Information shown:
+---+

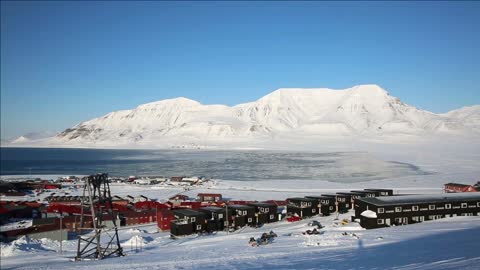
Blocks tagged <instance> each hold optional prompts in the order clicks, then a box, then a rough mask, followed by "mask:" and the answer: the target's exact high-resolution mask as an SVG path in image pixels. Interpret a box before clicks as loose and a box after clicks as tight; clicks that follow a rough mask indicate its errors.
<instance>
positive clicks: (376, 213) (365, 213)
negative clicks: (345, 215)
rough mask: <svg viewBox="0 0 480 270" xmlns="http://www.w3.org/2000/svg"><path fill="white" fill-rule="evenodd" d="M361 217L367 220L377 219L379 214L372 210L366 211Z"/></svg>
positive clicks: (368, 210) (360, 214)
mask: <svg viewBox="0 0 480 270" xmlns="http://www.w3.org/2000/svg"><path fill="white" fill-rule="evenodd" d="M360 215H361V216H363V217H366V218H377V213H375V212H373V211H372V210H365V211H363V212H362V213H361V214H360Z"/></svg>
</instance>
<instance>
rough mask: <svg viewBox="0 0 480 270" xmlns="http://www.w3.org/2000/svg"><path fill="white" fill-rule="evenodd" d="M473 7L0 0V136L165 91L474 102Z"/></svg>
mask: <svg viewBox="0 0 480 270" xmlns="http://www.w3.org/2000/svg"><path fill="white" fill-rule="evenodd" d="M479 26H480V3H478V2H460V3H458V2H436V3H432V2H361V3H360V2H338V3H330V2H154V1H149V2H127V1H117V2H108V1H105V2H89V1H85V2H75V1H58V2H56V1H54V2H25V1H18V2H5V1H2V2H1V134H2V138H7V137H12V136H18V135H21V134H24V133H28V132H32V131H36V132H38V131H43V130H52V131H61V130H63V129H65V128H67V127H70V126H73V125H75V124H77V123H79V122H81V121H84V120H88V119H90V118H93V117H98V116H101V115H103V114H105V113H108V112H110V111H114V110H120V109H130V108H134V107H136V106H137V105H139V104H142V103H146V102H151V101H156V100H160V99H165V98H172V97H178V96H184V97H188V98H191V99H195V100H197V101H200V102H202V103H205V104H213V103H222V104H228V105H234V104H238V103H243V102H248V101H253V100H256V99H258V98H260V97H261V96H263V95H265V94H267V93H269V92H271V91H273V90H275V89H277V88H281V87H329V88H347V87H350V86H353V85H357V84H365V83H375V84H379V85H381V86H382V87H384V88H386V89H387V90H388V91H389V92H390V94H392V95H394V96H397V97H400V98H401V99H402V100H403V101H404V102H406V103H408V104H411V105H414V106H417V107H420V108H422V109H427V110H430V111H433V112H446V111H449V110H451V109H454V108H458V107H462V106H466V105H474V104H480V86H479V85H480V83H479V80H480V50H479V49H478V48H480V35H479V34H478V27H479Z"/></svg>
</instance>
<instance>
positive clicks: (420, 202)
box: [359, 193, 480, 206]
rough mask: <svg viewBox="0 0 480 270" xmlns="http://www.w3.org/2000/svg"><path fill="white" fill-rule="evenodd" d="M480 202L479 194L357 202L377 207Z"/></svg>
mask: <svg viewBox="0 0 480 270" xmlns="http://www.w3.org/2000/svg"><path fill="white" fill-rule="evenodd" d="M477 200H480V193H442V194H428V195H423V194H422V195H397V196H388V197H375V198H361V199H359V201H363V202H367V203H371V204H374V205H378V206H384V205H399V204H414V203H435V202H449V201H477Z"/></svg>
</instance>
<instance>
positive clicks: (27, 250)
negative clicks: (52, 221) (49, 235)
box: [0, 236, 53, 257]
mask: <svg viewBox="0 0 480 270" xmlns="http://www.w3.org/2000/svg"><path fill="white" fill-rule="evenodd" d="M43 240H44V239H42V240H36V239H31V238H30V237H28V236H22V237H21V238H19V239H17V240H15V241H12V242H10V243H6V244H4V243H0V254H1V256H2V257H10V256H14V255H18V254H22V253H31V252H44V251H53V250H52V249H50V248H49V247H48V245H46V244H45V243H44V241H43ZM45 240H46V239H45Z"/></svg>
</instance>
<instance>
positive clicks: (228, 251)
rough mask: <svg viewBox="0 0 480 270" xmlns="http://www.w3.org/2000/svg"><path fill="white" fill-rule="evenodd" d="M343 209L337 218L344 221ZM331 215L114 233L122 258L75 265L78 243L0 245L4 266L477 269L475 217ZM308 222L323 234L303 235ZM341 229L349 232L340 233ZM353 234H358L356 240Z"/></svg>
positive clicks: (30, 240) (82, 267) (90, 268)
mask: <svg viewBox="0 0 480 270" xmlns="http://www.w3.org/2000/svg"><path fill="white" fill-rule="evenodd" d="M348 217H349V214H345V215H341V216H340V220H341V219H342V218H348ZM334 219H335V216H330V217H317V218H312V219H307V220H303V221H300V222H296V223H288V222H285V221H282V222H277V223H274V224H268V225H265V226H264V227H262V228H259V229H254V228H246V229H243V230H240V231H238V232H234V233H230V234H226V233H225V232H217V233H216V234H213V235H205V236H189V237H185V238H182V239H179V240H172V239H170V238H169V234H168V233H165V232H160V233H157V232H156V228H155V227H154V226H147V227H140V228H137V229H132V228H130V229H124V230H121V231H120V238H121V241H122V244H123V248H124V250H125V253H126V254H127V256H125V257H121V258H109V259H105V260H102V261H82V262H73V261H71V259H72V258H73V257H74V256H75V250H76V241H73V240H70V241H64V243H63V250H64V252H63V253H59V252H58V250H59V243H58V242H54V241H50V240H46V239H43V240H29V239H25V238H22V239H19V240H17V241H15V242H13V243H10V244H6V245H5V244H2V246H1V248H2V269H92V268H96V269H478V268H477V267H478V264H479V263H480V253H479V252H478V243H479V241H480V233H479V232H480V217H456V218H450V219H444V220H437V221H429V222H425V223H422V224H414V225H408V226H397V227H391V228H385V229H377V230H368V231H367V230H364V229H362V228H360V227H359V226H358V224H356V223H349V224H347V225H341V224H340V223H339V222H338V221H337V220H334ZM311 220H318V221H320V222H321V223H322V224H323V225H324V226H325V228H323V229H321V231H324V234H322V235H315V236H304V235H302V232H304V231H306V230H308V229H312V227H310V226H308V222H310V221H311ZM270 230H273V231H274V232H275V233H277V235H278V237H277V238H275V240H274V241H273V243H271V244H269V245H266V246H260V247H251V246H249V245H248V243H247V242H248V240H249V238H250V237H255V238H257V237H259V236H260V235H261V234H262V233H263V232H268V231H270ZM344 232H346V233H347V235H343V233H344ZM354 235H356V236H357V237H355V236H354Z"/></svg>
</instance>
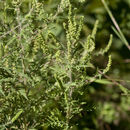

+---+

Your instructions: Copy every record character for character. Skip the pictures.

Written solution:
Blocks tagged <instance> each hold optional prompts in the order clicks, then a box, then a rough mask, followed by "mask:" and the answer: the target's exact high-resolution mask as an SVG path in image pixels. Interpret a box before clicks as loose and a box after clicks as tight; clicks that follow a rough mask indicate its errors.
<instance>
positive clicks: (376, 213) (365, 213)
negative clicks: (345, 215)
rough mask: <svg viewBox="0 0 480 270" xmlns="http://www.w3.org/2000/svg"><path fill="white" fill-rule="evenodd" d="M361 217L367 220L377 219L379 214L372 210L366 211Z"/></svg>
positive clicks: (368, 210) (360, 214)
mask: <svg viewBox="0 0 480 270" xmlns="http://www.w3.org/2000/svg"><path fill="white" fill-rule="evenodd" d="M360 215H361V216H363V217H366V218H377V213H375V212H373V211H372V210H365V211H363V212H362V213H361V214H360Z"/></svg>
</instance>
<instance>
rough mask: <svg viewBox="0 0 480 270" xmlns="http://www.w3.org/2000/svg"><path fill="white" fill-rule="evenodd" d="M473 7L0 0V136L165 91L474 102Z"/></svg>
mask: <svg viewBox="0 0 480 270" xmlns="http://www.w3.org/2000/svg"><path fill="white" fill-rule="evenodd" d="M479 26H480V3H478V2H460V3H458V2H436V3H432V2H361V3H360V2H338V3H330V2H154V1H149V2H127V1H117V2H108V1H105V2H89V1H85V2H75V1H58V2H56V1H54V2H25V1H18V2H5V1H2V2H1V134H2V138H7V137H12V136H18V135H21V134H24V133H28V132H32V131H36V132H38V131H43V130H52V131H61V130H63V129H65V128H67V127H70V126H73V125H75V124H77V123H79V122H81V121H84V120H88V119H90V118H93V117H98V116H101V115H103V114H105V113H108V112H110V111H114V110H120V109H130V108H134V107H136V106H137V105H139V104H142V103H146V102H151V101H156V100H160V99H165V98H172V97H178V96H184V97H188V98H191V99H195V100H197V101H200V102H202V103H205V104H213V103H222V104H228V105H234V104H238V103H243V102H248V101H253V100H256V99H258V98H260V97H261V96H263V95H265V94H267V93H269V92H271V91H273V90H275V89H277V88H281V87H329V88H347V87H350V86H353V85H357V84H365V83H375V84H379V85H381V86H382V87H384V88H386V89H387V90H388V91H389V92H390V94H392V95H394V96H397V97H400V98H401V99H402V100H403V101H404V102H406V103H408V104H411V105H414V106H417V107H420V108H422V109H427V110H430V111H433V112H446V111H449V110H451V109H454V108H458V107H462V106H466V105H474V104H480V86H479V85H480V83H479V80H480V50H479V49H478V48H480V35H479V34H478V27H479Z"/></svg>
</instance>
<instance>
positive clicks: (420, 202)
box: [359, 193, 480, 206]
rough mask: <svg viewBox="0 0 480 270" xmlns="http://www.w3.org/2000/svg"><path fill="white" fill-rule="evenodd" d="M480 202L479 194L357 202L377 207Z"/></svg>
mask: <svg viewBox="0 0 480 270" xmlns="http://www.w3.org/2000/svg"><path fill="white" fill-rule="evenodd" d="M477 200H480V193H442V194H428V195H423V194H422V195H397V196H388V197H375V198H361V199H359V201H363V202H367V203H371V204H374V205H378V206H384V205H399V204H414V203H435V202H449V201H477Z"/></svg>
</instance>
<instance>
positive clicks: (27, 250)
negative clicks: (52, 221) (49, 235)
box: [0, 236, 53, 257]
mask: <svg viewBox="0 0 480 270" xmlns="http://www.w3.org/2000/svg"><path fill="white" fill-rule="evenodd" d="M43 240H44V239H42V240H36V239H31V238H30V237H28V236H22V237H21V238H19V239H17V240H15V241H12V242H10V243H6V244H4V243H0V254H1V256H2V257H10V256H14V255H18V254H22V253H31V252H44V251H53V250H52V249H50V248H49V247H48V245H46V244H45V243H44V241H43ZM45 240H46V239H45Z"/></svg>
</instance>
<instance>
positive clicks: (228, 251)
rough mask: <svg viewBox="0 0 480 270" xmlns="http://www.w3.org/2000/svg"><path fill="white" fill-rule="evenodd" d="M343 209L337 218L344 221ZM331 215L114 233L122 258L75 265L78 243L0 245L4 266L477 269L475 217ZM308 222L323 234L303 235ZM341 229L349 232L340 233ZM353 234H358L356 240Z"/></svg>
positive clicks: (30, 240) (82, 267) (90, 268)
mask: <svg viewBox="0 0 480 270" xmlns="http://www.w3.org/2000/svg"><path fill="white" fill-rule="evenodd" d="M348 217H349V214H345V215H341V216H340V220H341V219H342V218H348ZM334 219H335V216H330V217H317V218H312V219H307V220H303V221H300V222H296V223H288V222H285V221H282V222H277V223H274V224H268V225H265V226H264V227H262V228H259V229H254V228H246V229H243V230H240V231H238V232H234V233H230V234H226V233H225V232H217V233H216V234H213V235H205V236H189V237H185V238H182V239H179V240H172V239H170V238H169V234H168V233H165V232H160V233H157V232H156V228H155V227H154V226H147V227H140V228H137V229H132V228H130V229H124V230H121V231H120V238H121V241H122V244H123V248H124V250H125V253H126V254H127V256H125V257H121V258H109V259H105V260H102V261H82V262H73V261H71V259H72V258H73V257H74V256H75V250H76V241H73V240H70V241H64V243H63V250H64V252H63V253H59V252H58V250H59V243H58V242H54V241H50V240H46V239H43V240H29V239H25V238H22V239H19V240H17V241H15V242H13V243H10V244H6V245H5V244H2V246H1V248H2V269H92V268H96V269H478V268H477V267H478V264H479V263H480V253H479V252H478V243H479V241H480V233H479V232H480V217H456V218H450V219H444V220H437V221H429V222H425V223H422V224H414V225H408V226H397V227H391V228H385V229H377V230H368V231H367V230H364V229H362V228H360V227H359V226H358V224H356V223H349V224H347V225H341V224H340V223H339V222H338V221H337V220H334ZM311 220H318V221H320V222H321V223H322V224H323V225H324V226H325V228H323V229H321V231H324V234H322V235H315V236H304V235H302V232H304V231H306V230H308V229H312V227H310V226H308V222H310V221H311ZM270 230H273V231H274V232H275V233H277V235H278V237H277V238H275V240H274V241H273V243H271V244H269V245H266V246H260V247H251V246H249V245H248V243H247V242H248V240H249V238H250V237H255V238H257V237H259V236H260V235H261V234H262V233H263V232H268V231H270ZM344 232H346V233H347V235H343V233H344ZM354 235H356V236H357V237H355V236H354Z"/></svg>
</instance>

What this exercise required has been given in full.